# Exercise aim
Pull out each line in the data below that contains the word "hand". Case matters, so uppercase and lowercase count as different.

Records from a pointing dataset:
-- Begin --

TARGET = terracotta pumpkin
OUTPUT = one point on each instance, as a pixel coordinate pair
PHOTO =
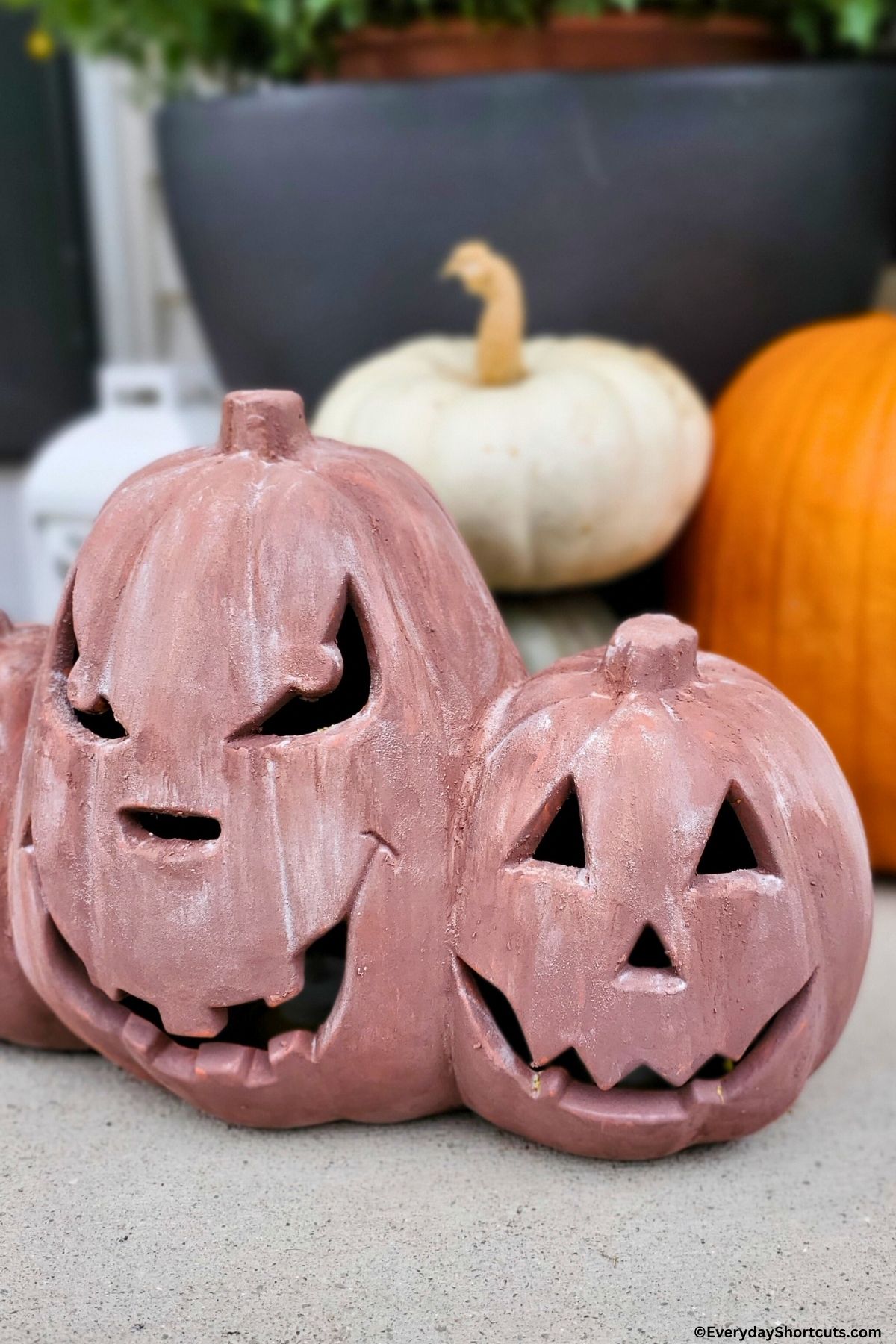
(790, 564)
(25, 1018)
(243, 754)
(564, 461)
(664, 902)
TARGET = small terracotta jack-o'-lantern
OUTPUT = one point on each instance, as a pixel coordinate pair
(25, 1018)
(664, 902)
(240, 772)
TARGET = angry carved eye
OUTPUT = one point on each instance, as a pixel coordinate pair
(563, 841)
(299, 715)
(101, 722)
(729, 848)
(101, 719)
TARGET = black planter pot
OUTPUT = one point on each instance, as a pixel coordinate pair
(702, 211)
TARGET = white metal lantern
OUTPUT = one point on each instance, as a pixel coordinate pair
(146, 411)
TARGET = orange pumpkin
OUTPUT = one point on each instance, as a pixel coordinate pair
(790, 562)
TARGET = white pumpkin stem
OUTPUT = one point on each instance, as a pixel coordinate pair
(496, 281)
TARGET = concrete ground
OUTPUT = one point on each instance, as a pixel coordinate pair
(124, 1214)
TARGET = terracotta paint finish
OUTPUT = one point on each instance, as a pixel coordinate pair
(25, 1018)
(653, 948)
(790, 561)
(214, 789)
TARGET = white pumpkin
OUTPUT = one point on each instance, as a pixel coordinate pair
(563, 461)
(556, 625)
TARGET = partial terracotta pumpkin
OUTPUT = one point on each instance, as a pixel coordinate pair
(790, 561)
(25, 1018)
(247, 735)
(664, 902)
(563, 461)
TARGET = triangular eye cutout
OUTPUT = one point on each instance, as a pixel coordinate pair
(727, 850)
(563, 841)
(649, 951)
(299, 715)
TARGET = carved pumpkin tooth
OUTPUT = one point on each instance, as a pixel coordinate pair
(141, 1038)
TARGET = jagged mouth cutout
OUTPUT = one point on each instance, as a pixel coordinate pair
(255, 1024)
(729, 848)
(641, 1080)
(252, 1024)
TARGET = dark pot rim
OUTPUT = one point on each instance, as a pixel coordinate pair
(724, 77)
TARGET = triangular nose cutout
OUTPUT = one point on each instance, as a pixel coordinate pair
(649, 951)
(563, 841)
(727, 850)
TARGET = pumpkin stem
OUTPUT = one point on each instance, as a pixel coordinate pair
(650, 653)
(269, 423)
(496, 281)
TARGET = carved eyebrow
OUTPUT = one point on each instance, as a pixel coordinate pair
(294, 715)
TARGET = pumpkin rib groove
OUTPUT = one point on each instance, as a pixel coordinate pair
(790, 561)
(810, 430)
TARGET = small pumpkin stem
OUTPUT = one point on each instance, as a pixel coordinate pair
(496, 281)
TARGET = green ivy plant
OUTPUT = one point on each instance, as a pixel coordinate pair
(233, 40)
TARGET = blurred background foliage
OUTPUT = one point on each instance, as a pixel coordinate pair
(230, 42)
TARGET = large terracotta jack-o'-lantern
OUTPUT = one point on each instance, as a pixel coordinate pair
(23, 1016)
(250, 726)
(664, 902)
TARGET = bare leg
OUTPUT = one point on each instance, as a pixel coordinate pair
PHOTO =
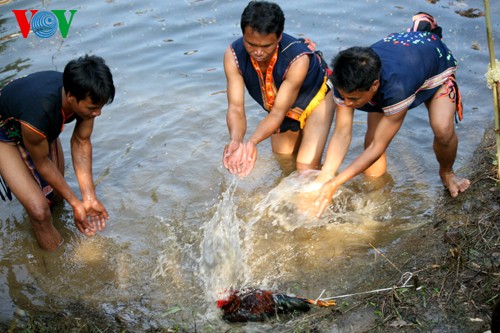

-- End --
-- Begin --

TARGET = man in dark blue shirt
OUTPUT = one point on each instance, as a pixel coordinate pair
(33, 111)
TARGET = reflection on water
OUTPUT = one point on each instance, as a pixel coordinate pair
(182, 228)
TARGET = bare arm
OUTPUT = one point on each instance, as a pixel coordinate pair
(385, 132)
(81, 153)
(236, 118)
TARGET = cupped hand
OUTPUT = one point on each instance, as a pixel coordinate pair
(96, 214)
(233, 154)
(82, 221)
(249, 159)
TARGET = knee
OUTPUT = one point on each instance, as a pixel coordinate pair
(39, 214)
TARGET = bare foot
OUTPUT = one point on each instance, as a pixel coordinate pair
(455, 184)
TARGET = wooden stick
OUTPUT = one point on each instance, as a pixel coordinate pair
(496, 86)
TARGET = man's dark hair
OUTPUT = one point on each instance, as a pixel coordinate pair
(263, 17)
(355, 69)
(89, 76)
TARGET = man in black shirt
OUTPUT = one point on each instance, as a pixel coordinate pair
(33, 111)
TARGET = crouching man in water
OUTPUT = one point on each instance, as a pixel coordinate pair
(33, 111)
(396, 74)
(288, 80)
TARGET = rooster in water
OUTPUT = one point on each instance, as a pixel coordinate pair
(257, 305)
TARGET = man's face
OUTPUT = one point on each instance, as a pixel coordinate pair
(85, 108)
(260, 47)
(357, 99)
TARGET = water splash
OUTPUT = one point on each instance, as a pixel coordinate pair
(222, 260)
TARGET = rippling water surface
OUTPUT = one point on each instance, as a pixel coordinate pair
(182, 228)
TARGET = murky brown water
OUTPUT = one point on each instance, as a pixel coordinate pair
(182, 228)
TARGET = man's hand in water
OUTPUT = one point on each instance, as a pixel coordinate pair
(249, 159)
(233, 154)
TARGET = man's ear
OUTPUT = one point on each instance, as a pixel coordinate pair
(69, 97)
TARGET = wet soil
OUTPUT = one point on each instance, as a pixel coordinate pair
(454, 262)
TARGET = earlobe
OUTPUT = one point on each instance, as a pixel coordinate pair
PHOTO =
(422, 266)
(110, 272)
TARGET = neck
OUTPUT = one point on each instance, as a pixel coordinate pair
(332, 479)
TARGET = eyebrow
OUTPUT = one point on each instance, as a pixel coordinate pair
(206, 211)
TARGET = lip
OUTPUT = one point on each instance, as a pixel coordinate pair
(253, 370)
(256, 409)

-- End --

# Task response
TARGET = cupped hand
TARGET = man's hand in water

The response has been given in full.